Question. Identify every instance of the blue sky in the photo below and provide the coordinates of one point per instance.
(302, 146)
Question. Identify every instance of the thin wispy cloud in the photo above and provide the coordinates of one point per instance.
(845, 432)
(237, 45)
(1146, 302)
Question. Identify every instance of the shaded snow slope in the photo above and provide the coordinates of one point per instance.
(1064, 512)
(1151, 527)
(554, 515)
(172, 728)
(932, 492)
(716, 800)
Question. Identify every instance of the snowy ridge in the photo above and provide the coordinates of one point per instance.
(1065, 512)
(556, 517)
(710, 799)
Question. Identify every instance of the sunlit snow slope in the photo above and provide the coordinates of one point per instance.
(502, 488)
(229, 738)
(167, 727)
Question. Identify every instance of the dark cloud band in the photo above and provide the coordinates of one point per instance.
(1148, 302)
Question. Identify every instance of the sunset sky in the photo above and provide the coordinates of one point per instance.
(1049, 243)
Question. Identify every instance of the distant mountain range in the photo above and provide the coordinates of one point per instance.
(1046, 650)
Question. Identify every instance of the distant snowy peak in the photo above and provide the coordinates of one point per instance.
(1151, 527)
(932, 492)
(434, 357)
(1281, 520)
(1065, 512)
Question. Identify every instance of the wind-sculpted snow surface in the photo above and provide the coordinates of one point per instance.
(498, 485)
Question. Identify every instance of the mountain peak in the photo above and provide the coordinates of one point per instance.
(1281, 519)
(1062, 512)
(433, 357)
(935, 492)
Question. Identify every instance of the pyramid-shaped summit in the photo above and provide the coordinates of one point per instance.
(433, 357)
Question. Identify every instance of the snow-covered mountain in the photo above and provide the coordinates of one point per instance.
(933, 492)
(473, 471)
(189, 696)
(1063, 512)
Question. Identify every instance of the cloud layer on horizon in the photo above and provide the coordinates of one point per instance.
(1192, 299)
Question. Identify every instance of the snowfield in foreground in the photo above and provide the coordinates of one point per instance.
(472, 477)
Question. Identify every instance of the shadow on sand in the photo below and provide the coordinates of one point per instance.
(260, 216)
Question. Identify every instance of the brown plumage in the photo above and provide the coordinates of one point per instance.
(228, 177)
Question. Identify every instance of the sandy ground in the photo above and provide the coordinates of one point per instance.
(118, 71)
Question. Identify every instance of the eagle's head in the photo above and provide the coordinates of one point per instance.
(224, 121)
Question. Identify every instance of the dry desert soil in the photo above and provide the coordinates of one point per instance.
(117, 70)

□ □ □ □ □

Convert every line of the records above into a JSON array of strings, one string per line, leaving out any blank lines.

Exercise answer =
[
  "Question. Identify every instance of the blue sky in the photo below and provide the coordinates of one point per instance.",
  "(302, 146)",
  "Question. Identify every instance of the thin wispy cloud in the photo above and provide the coordinates of one point per instance.",
  "(845, 432)",
  "(237, 45)",
  "(1146, 302)",
  "Question. Identify every instance of the shaded snow slope in the photo above and provide the coordinates of one point per instance.",
  "(1064, 512)",
  "(1151, 527)",
  "(554, 515)",
  "(172, 728)",
  "(932, 492)",
  "(716, 800)",
  "Question. Identify every instance of the snowy ridge in the photo above and provide the coordinates of one point per instance.",
  "(1065, 512)",
  "(556, 517)",
  "(710, 799)",
  "Question. Identify every instance of the sunlit snow slope in the photo above and provide the coordinates of one point per instance.",
  "(502, 488)",
  "(229, 738)",
  "(167, 727)",
  "Question. Identify every instance of the dark cloud band in the photo above and provide the coordinates of one point per instance.",
  "(1148, 302)",
  "Question. Identify every instance of the sunset sky in the photo above and provide the coordinates of one point per instance.",
  "(1049, 243)",
  "Question. Identify every instance of the distant mountain range in the photo above and provide the coordinates of one point per instance.",
  "(1046, 650)",
  "Question. Identify every instance of the distant snowy peak in the photo above and provide the coordinates of one point per instance.",
  "(1151, 527)",
  "(932, 492)",
  "(434, 357)",
  "(1281, 520)",
  "(1065, 512)",
  "Question. Identify every instance of the wind-sculpted snow surface in the photo above and provide the coordinates of one point per instance.",
  "(498, 485)",
  "Question. Identify every instance of the mountain peak in the photo above and provide the coordinates of one point per instance.",
  "(1281, 519)",
  "(1062, 512)",
  "(433, 357)",
  "(935, 492)",
  "Question. Identify every instance of the pyramid-shaped summit in the photo above and provide the coordinates of one point per instance.",
  "(433, 357)",
  "Question. Identify every instance of the snow-covered mountain in the photo above and provide the coordinates of one point per instance.",
  "(933, 492)",
  "(473, 471)",
  "(189, 696)",
  "(1063, 512)",
  "Question. Identify every instance of the cloud layer on horizon in the photo above and provide the coordinates of one point per instance.",
  "(1192, 299)",
  "Question. Identify every instance of the snowfield in foreground in the photo above and provide the coordinates of one point per instance.",
  "(472, 477)",
  "Question. Identify every instance of the shadow on sand in the photo below and provide the coordinates of one point per instance.",
  "(260, 216)",
  "Question. Identify every instance of the brown plumage in the photo above and provide the coordinates of one point per instance.",
  "(228, 177)",
  "Question. Identify every instance of the sandy ground in the photo above and provide the coordinates of one point per instance.",
  "(118, 71)",
  "Question. Identify every instance of the eagle's head in the photo above and provide the coordinates of one point per instance.",
  "(224, 121)",
  "Question. Identify every instance of the dry desert soil in the photo above and provide the coordinates of one point per instance.",
  "(117, 70)"
]